» **Direction**:
Repeat each of the following items word for word.

» **Supplied entries**:
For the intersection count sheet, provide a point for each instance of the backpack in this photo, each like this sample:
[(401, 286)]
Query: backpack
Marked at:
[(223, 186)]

» **Result of the exercise**:
For the intersection count sheet, provide a point for each instance of the backpack in this photo, each like this sample:
[(401, 286)]
Query: backpack
Marked at:
[(223, 186)]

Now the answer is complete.